### Stated task 1
Tally the lines in the rows that contain the string "chinese" and give only that number. Case counts.

### Article
%%
As always, I shall do my best to represent the interests of disorderlies, particularly Oswaldo and fatboy.

So I am, like, about to do the same thing in Deutschland. Does that mean I need to start a new thread?
 
originally posted by MLipton:
No, just switch languages. German is so much better suited for purple prose anyway.

Mark Lipton

Les Ursules Blanc de Noirs 2008 von Cedric Bouchard war heute Abend fantastisch.
 
originally posted by Ian Fitzsimmons:
Hervorragend, doch immerhin kein deutscher Wein.

Zilliken 1985er Rausch Versteigerungseiswein war erstaunlich einfach zu trinken für einen so süßen Wein.
 
Was bedeutet eigentlich 'Versteigerungseiswein?' Sollte das eine Art Uebereiswein sein?

Hoert sich lecker an, auf jeden Fall. Mach' halt weiter.
 
One fascinating thing about the nomenclature of the wines in the Remstal is that they take on one of two diametrically opposed forms. The consumer with a limited attention span for long Germanic words is only asked to remember a single letter, be it G (presumably from "Gutswein"), S (signifying Selection) or R (for Reserve); otherwise, the whole village/vineyard designation, while technically available, gives way to a characteristic description of the soil. I am not talking about lighthearted references to our favourite rocks, in the style of our beloved Vouvray producers (e.g. Argile vs Silex), but rather some hardcore local names for geological formations that define the respective parts of the hill. This becomes quite an adjustment when you realize you could be looking at wines from two different valleys that bear the same "terroir" name, and that you may have to do some digging to figure out where exactly the grapes come from. Such was the initial obstacle I had to overcome once His Corpulence and I were greeted by Jochen Beurer of Kernen, a most jovial fellow who possesses that wonderful quality of being able to provide just the level of information you request while also knowing when to let the wines do all the talking. Here we would expect to see Stettener Häder and Stettener Pulvermächer (Stetten being a hamlet just south of Kernen) as traditional names, but instead we get Gipskeupe, Schilfsandstein, Kieselsandstein and Stubensandstein (there'll be a quiz later). Conveniently, Jochen has glass cases full of rocks from these places, allowing for first hand inspection. Gipskeuper is small, breakable, chalky grey-pinkish limestone. Schilfsandstein stones are larger, yellow-brownish. Kieselsandstein limestone is almost rusty red, still breakable and chalky, with a waxy feel to the touch. Stubensandstein rocks are dark, huge and hard. Incidentally "stuben" is a reference to rooms, since this is the stone one sands the floors with. These descriptions of various incarnations of limestone will be of varying importance to the taster, but to me they are a big deal, and a testament to the quality of Beurer's wines, in how they can be visualized in terms of their respective mineral composition, and to what extent the minerals dominate the structure of the wine and for how long - on the palate, and with bottle age - before they break up and yield to secondary fruits, or give way to more earthy aromas.
%%
### Recorded data
%%
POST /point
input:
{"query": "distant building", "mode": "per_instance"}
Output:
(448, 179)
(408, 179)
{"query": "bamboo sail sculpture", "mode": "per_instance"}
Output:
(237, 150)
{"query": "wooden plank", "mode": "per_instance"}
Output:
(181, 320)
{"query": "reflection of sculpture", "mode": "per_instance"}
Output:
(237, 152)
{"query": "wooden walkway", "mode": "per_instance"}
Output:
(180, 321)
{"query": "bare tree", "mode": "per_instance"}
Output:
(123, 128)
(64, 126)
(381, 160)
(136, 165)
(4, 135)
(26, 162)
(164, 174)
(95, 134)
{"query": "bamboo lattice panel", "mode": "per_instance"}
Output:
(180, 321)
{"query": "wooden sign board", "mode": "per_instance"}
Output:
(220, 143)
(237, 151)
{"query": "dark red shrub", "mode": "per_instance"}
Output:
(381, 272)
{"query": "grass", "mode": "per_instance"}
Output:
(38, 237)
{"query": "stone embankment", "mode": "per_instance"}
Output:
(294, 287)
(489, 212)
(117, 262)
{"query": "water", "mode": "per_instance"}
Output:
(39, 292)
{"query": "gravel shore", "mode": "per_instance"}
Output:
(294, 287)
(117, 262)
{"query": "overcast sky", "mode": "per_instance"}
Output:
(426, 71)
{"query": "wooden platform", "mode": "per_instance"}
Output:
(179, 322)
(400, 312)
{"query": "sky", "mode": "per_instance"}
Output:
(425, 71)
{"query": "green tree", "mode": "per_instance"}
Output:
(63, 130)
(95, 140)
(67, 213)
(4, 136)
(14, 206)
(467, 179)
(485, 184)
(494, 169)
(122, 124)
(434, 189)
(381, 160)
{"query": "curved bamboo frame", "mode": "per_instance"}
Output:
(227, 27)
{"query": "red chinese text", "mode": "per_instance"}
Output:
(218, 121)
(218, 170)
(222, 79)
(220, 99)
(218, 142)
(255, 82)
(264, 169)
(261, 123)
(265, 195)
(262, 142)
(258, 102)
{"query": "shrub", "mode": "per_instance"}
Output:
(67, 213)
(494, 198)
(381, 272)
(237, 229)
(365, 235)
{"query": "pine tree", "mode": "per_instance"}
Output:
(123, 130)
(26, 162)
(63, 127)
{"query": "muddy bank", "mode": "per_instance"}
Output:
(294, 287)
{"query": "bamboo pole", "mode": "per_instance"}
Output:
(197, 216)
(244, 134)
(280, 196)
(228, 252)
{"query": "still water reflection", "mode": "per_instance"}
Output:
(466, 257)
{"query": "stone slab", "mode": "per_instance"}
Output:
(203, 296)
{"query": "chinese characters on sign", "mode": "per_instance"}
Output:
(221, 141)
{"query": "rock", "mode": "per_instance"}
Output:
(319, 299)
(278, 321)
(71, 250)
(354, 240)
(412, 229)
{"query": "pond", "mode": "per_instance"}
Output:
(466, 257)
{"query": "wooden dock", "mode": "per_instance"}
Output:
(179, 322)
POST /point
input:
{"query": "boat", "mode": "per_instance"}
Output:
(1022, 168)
%%
### Stated task 2
Pick up the wine forum thread above and continue it from the point where it stops.

### Expected output 1
2

### Expected output 2
As to the wines, they are quite unique. They are certainly unusual as far as dry Riesling goes nowadays. There is not a trace of the severity of slate grown dry German riesling, nor of the overt exotic nature of ripeness found in Rheinhessen or Wachau, or of the size of typical Alsacian Rieslings with this much flavour. In fact they are unusual for *any* Riesling I am aware of because the expression of dirt they convey reminds me more of Chardonnay from Jura or Chablis than anything else. This was especially apparent in a couple of 2008s that Jochen opened at the conclusion of our visit, which is why I would like to start with those two wines, and then address the younger stuff, hopefully in some context.

The two 2008s were Kieselsandstein and Junges Schwaben, which comes from a 1 ha plot of 40 year old vines in Kiesel. Kieselsandstein is no longer primary but still quite fresh, with an indication of smoky, stony aromas beginning to fold and allowing secondary notes to emerge. It's very bouncy on the palate, dry, stony, phenolic, with a touch of CO2. I find it impressively delineated and honest in its purity. The structure is mostly that of a young wine, but the fruits are just starting to give in to secondary development, acquiring some warmth. The Junges Schwaben is quite a revelation. At its 12.5% abv, it maintains rigid minerality but is no longer monolithic. It's cool, delineated, with plenty of phenolic material on display, very well integrated into warm-fruited yet brisk media. JS is a ripe wine, but there are no peaches or any heat whatsoever in a slightly fuzzy, complex finish. Holding this wine in the glass reveals aromas of sea shell and coffee cake (typical Riesling, right?), an impression which finds its way onto the palate with wonderfully ripe yellow flavours on a finely grained chalky base, very much like an older Chablis. Unlike other wines here which are raised in stainless steel, JS comes from 1200 liter fuders.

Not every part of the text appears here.